### What is being asked
Quote every item below word for word, leaving nothing out.

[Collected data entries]
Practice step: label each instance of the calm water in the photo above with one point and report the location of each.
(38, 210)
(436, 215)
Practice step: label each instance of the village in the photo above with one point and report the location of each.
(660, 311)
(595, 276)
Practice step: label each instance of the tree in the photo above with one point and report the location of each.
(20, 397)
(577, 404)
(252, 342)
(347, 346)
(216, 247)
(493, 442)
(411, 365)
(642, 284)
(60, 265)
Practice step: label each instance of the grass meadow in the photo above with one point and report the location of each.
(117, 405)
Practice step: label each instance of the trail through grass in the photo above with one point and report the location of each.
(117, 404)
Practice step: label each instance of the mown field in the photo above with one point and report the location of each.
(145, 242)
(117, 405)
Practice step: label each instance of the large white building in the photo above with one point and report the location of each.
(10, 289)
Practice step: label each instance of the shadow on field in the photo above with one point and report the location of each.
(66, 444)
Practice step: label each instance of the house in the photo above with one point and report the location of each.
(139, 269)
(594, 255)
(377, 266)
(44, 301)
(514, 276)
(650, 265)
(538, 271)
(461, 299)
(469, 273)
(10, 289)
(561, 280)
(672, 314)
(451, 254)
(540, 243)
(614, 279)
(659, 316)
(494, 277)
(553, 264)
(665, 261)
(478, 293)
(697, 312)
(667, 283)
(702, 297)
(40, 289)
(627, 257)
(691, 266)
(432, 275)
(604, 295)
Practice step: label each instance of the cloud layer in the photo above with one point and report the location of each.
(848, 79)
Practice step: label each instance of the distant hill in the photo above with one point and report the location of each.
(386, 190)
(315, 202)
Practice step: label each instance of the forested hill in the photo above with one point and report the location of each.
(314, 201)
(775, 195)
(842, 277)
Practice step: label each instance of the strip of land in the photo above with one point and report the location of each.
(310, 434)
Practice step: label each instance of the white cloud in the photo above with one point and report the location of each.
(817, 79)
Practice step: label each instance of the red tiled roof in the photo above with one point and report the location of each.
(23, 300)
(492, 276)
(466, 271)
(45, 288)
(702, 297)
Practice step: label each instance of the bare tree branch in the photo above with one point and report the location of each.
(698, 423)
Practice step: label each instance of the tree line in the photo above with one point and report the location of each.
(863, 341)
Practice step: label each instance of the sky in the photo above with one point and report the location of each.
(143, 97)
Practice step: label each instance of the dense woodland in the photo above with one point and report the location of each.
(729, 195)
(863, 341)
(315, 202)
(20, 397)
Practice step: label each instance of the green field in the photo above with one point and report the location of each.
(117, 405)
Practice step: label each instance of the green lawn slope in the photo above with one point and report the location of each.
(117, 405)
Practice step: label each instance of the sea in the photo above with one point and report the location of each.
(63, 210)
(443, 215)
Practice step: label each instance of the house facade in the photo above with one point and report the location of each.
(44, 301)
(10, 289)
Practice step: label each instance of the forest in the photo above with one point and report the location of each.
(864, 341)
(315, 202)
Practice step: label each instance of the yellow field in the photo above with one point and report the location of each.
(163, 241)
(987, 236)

### Written response
Practice step: label each instance of the calm water in the photo above with one point and report the location of each.
(38, 210)
(436, 215)
Practice step: label each instance of the village in the photo above with one point and report the location of each.
(660, 311)
(595, 276)
Practice step: label each instance of the tree in the photo above with one point and report the location of each.
(20, 397)
(577, 404)
(252, 342)
(347, 346)
(216, 247)
(493, 442)
(411, 365)
(642, 284)
(60, 265)
Practice step: label each instance of the grass meadow in the photo above with one point and report the location of each.
(117, 405)
Practice step: label each instance of the trail through grass in the photo above with one point and report the location of each.
(117, 404)
Practice step: label each instance of the mown field in the photo above with one point and report the location of each.
(145, 242)
(117, 405)
Practice step: label each instance of the large white building in the photo above with one point and report the location of each.
(10, 289)
Practice step: label each instance of the shadow on field in the photo above with one point and report the location of each.
(66, 444)
Practice step: label each instance of the house in the photo above with one point and report the location of each.
(139, 269)
(594, 255)
(377, 266)
(44, 301)
(514, 276)
(650, 265)
(538, 271)
(461, 299)
(469, 273)
(10, 289)
(561, 280)
(672, 314)
(451, 254)
(540, 243)
(614, 279)
(659, 316)
(494, 277)
(553, 264)
(665, 261)
(478, 293)
(697, 312)
(667, 283)
(702, 297)
(40, 289)
(627, 257)
(691, 266)
(432, 275)
(604, 295)
Practice step: label each instance of the cloud layer in the photo above with one point and report the location of each.
(848, 79)
Practice step: label each instance of the distant hill in the photo above with one point and report the location of each.
(386, 190)
(315, 202)
Practice step: label each instance of the forested hill in the photo above with one point and report the location of each.
(314, 201)
(775, 195)
(842, 277)
Practice step: label each instance of the strip of land in the photo above with one point and report the location of each.
(310, 434)
Practice step: label each instance of the white cloud in the photo above with one point and report the location of each.
(817, 79)
Practice step: label each instance of the red tiled roof in the photo above with one point and report the location of each.
(23, 300)
(492, 276)
(466, 271)
(45, 288)
(702, 297)
Practice step: label each instance of the bare tree branch in the photo above with one point and report the location of each.
(698, 423)
Practice step: label each instance of the tree line in the photo above with one point and report the location of each.
(863, 341)
Practice step: label each instance of the sky in the photo above with one point and report the location of each.
(143, 97)
Practice step: label each instance of the dense woodland in the photo above with one point and report the location of each.
(729, 195)
(863, 341)
(315, 202)
(20, 397)
Practice step: label each instance of the green field in the photo above with one point and report the location of each.
(117, 405)
Practice step: label each instance of the green lawn slope in the photo above with one point and report the location of each.
(117, 405)
Practice step: label each instance of the sea in the photo above with one point and report the location of each.
(63, 210)
(443, 215)
Practice step: label each instance of the house facade in the photo above with one point and report the location of each.
(44, 301)
(10, 289)
Practice step: label each instance of the forest in the photo above with one point and report the location of each.
(864, 341)
(315, 202)
Practice step: label each instance of the yellow field in the photo above with one point and report the location of each.
(163, 241)
(987, 236)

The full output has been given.